- [PASSAGE EXTRAIT]:
•••••

LA QVT « POST-COVID »

Depuis 70 ans, la notion de « Qualité de Vie au Travail » ne s’est guère éloignée de ses fondamentaux. Au-delà des définitions multiples qu’on a tenté de lui donner, des assimilations erronées (aux risques psychosociaux ou à la démarche qualité par exemple..) et des instrumentalisations subies (du côté de l’attractivité des hauts potentiels, ou du réductionnisme hygiéniste par exemple…), le QVT reste quand même accrochée à ses deux piliers : la recherche du bien-être des salariés, et le développement de la performance de l’organisation.
Les premières organisations de travail, les premiers traités de management des Sumériens il y a plus de 4000 ans, se préoccupaient déjà de la coexistence de ces deux problématiques (cf. TOUTUT, 2007), qui se posent dès qu’une activité de travail apparait : comment bien faire le travail tout en prenant soin de soi ? ou proposition inverse et équivalente : comment bien s’occuper de soi tout en faisant du bon travail ?

Cette grande crise sanitaire des années 20 bouleverse un grand nombre de données, remet en question un grand nombre d’acquis réels ou jusque-là supposés. Labourant en profondeur nos organisations comme nos convictions, elle met à jour un grand nombre de besoins dont la satisfaction n’apparait dorénavant plus négociable, et elle laisse entrevoir une somme d’exigences nouvelles auxquelles la société va devoir répondre.
Dans le domaine du travail en particulier, deux grandes thématiques vont questionner nos organisations professionnelles et nos entreprises pour de nombreuses années, et inaugureront certainement des changements porteurs d’évolution ou de révolution : la question du sens, et la question des conditions de travail.

D’une manière générale, ces deux questions se sont toujours posées au travailleur. Le versement du salaire, d’ailleurs le plus souvent jugé pas à la hauteur de son investissement, ne répond que partiellement à des questions de fond, telles que :
-pourquoi travaille-t-il ?
-pourquoi travaille-t-il de cette façon ?
-quelles sont les finalités de ce travail ?
Et tout naturellement le travailleur est amené à mettre en balance les incertitudes ou les défauts de réponses à ces questions, de nature existentielle, avec ce qui constitue son environnement et ses conditions de travail immédiates, de nature matérielle.

•••••

- [LIGNES EXTRAITES]:
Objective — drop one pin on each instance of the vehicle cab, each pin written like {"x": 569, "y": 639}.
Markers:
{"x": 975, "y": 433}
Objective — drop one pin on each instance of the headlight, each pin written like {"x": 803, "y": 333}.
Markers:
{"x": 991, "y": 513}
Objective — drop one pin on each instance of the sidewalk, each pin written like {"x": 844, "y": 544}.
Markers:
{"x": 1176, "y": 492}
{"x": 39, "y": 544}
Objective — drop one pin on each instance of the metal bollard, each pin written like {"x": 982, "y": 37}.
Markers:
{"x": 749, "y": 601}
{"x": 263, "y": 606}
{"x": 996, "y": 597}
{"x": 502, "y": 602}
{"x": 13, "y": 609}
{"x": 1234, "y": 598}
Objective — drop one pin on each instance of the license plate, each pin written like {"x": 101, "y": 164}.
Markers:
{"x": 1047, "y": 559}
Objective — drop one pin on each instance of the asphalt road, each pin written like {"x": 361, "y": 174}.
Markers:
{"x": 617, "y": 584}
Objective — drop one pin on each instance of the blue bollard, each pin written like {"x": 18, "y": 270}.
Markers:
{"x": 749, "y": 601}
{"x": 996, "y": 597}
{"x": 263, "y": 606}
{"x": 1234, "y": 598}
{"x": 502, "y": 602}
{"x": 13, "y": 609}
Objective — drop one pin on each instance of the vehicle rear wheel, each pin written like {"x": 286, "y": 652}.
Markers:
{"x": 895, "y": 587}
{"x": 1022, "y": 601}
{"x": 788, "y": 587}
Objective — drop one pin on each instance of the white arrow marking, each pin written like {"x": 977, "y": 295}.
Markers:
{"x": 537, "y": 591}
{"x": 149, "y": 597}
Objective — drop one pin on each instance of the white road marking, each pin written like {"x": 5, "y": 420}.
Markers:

•••••

- [TRAVAIL DEMANDÉ]:
1. Affichez, dans le texte sur la qualité de vie au travail, tout ce qui va de « Les premières organisations » jusqu'à « du bon travail ? ».
2. Poursuivez le texte consacré à la qualité de vie au travail après la crise sanitaire, à la suite de sa dernière phrase.

- [RÉSULTATS PAR CONSIGNE]:
1.
Les premières organisations de travail, les premiers traités de management des Sumériens il y a plus de 4000 ans, se préoccupaient déjà de la coexistence de ces deux problématiques (cf. TOUTUT, 2007), qui se posent dès qu’une activité de travail apparait : comment bien faire le travail tout en prenant soin de soi ? ou proposition inverse et équivalente : comment bien s’occuper de soi tout en faisant du bon travail ?

2.
La question de cette balance, celle du véritable enrichissement ou alourdissement créé par le travail, peut se poser de manière aigüe, à l’occasion de choix concernant sa situation professionnelle : par exemple lorsqu’un autre type de rémunération peut lui arriver indépendamment d’un travail proprement dit (allocations, trafic, revenu minimum garanti, ressources collaboratives etc..), lorsque son travail est « empêché » pour de multiples raisons, ou bien encore lorsqu’un autre type de travail lui est proposé. Dans la circonstance exceptionnelle que nous vivons / avons vécue, le travail est rendu impossible ou son mode d’exercice encadré par la réglementation, alors que simultanément apparaissent des priorités de survie plus fondamentales mises  en jeu. L’impossibilité de considérer le travail comme on le faisait jusqu’à présent invite en quelque sorte le travailleur à se détacher de sa représentation précédente du travail, afin de le mener autrement, ce qui constitue une double incitation : le considérer d’un autre regard, et considérer autrement l’organisation et les circonstances concrètes de sa mise en oeuvre. La crise vient nous dire avec force et parfois brutalité que la question du sens est au coeur du travail, que selon la réponse donnée les conditions du travail auront un impact sur la conduite. Concrètement, selon les réponses données à ces questions, le travail réalisé sur le terrain bénéficiera de ressources ou pâtira de freins majeurs, dans les deux cas insoupçonnés ou non manifestés jusque-là.